>> begin Records for the task

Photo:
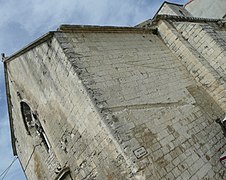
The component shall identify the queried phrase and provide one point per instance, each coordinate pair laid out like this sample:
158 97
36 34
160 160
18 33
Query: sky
22 21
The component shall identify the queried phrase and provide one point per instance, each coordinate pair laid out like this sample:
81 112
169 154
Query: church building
117 103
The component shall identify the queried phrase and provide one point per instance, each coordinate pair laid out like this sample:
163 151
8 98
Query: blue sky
23 21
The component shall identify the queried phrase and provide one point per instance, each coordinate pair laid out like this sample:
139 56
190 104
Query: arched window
26 115
33 125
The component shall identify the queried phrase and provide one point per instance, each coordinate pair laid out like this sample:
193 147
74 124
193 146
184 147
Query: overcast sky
22 21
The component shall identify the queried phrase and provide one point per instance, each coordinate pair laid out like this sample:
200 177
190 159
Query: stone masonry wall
78 138
120 105
206 73
161 117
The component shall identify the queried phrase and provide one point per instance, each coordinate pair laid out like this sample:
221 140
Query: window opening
26 115
33 125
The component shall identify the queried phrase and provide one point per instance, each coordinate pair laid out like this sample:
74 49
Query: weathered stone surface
122 103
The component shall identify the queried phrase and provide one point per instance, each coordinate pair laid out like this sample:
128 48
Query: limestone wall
121 104
78 138
152 104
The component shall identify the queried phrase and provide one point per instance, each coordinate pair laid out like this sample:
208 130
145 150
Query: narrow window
181 12
33 125
26 115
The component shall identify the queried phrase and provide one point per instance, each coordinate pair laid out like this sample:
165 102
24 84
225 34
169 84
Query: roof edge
78 28
186 18
166 2
29 46
91 28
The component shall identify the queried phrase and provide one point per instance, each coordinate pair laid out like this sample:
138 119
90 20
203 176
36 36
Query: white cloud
39 14
24 20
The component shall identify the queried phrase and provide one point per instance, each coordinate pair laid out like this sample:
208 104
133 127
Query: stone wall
122 104
74 128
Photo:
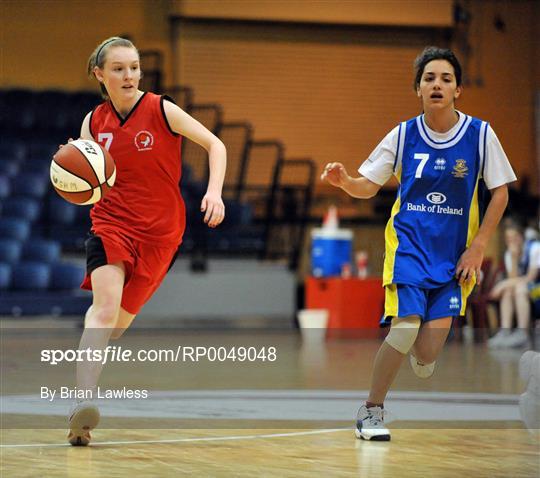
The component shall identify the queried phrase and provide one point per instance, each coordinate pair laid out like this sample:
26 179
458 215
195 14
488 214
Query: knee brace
403 333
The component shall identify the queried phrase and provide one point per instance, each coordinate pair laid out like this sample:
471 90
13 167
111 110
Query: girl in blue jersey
435 243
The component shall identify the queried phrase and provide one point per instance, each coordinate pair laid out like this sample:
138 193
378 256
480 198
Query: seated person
522 267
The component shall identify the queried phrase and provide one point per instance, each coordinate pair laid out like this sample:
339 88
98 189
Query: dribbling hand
335 174
214 209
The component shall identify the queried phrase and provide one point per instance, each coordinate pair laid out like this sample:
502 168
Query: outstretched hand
214 209
469 265
335 174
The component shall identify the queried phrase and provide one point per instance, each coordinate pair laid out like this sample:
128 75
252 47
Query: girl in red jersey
138 226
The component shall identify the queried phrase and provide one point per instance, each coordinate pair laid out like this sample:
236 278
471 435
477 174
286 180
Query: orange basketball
82 172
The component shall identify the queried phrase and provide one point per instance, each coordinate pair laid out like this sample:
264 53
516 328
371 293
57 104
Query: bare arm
470 262
85 128
361 187
183 124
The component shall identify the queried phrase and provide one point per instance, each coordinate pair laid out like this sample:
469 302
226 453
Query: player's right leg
398 342
100 321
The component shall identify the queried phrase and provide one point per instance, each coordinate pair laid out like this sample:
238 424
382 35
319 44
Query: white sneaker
370 424
421 370
496 341
519 338
84 418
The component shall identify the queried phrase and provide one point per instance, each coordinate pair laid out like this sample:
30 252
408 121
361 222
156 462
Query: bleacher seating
37 226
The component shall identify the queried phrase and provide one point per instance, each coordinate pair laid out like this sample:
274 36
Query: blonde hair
99 55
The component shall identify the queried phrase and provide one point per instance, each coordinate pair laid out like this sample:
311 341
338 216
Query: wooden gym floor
291 417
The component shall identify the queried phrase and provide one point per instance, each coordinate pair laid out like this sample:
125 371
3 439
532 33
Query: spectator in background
522 274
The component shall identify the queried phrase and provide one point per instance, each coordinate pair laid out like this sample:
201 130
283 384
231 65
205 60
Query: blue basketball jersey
436 213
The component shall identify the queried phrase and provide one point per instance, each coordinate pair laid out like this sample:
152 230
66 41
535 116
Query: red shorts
146 265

>> end Records for the task

__Required work__:
Gather every line in the rows above that contains the word "girl".

__Answer below__:
Query: girl in blue jersey
Query: girl in red jersey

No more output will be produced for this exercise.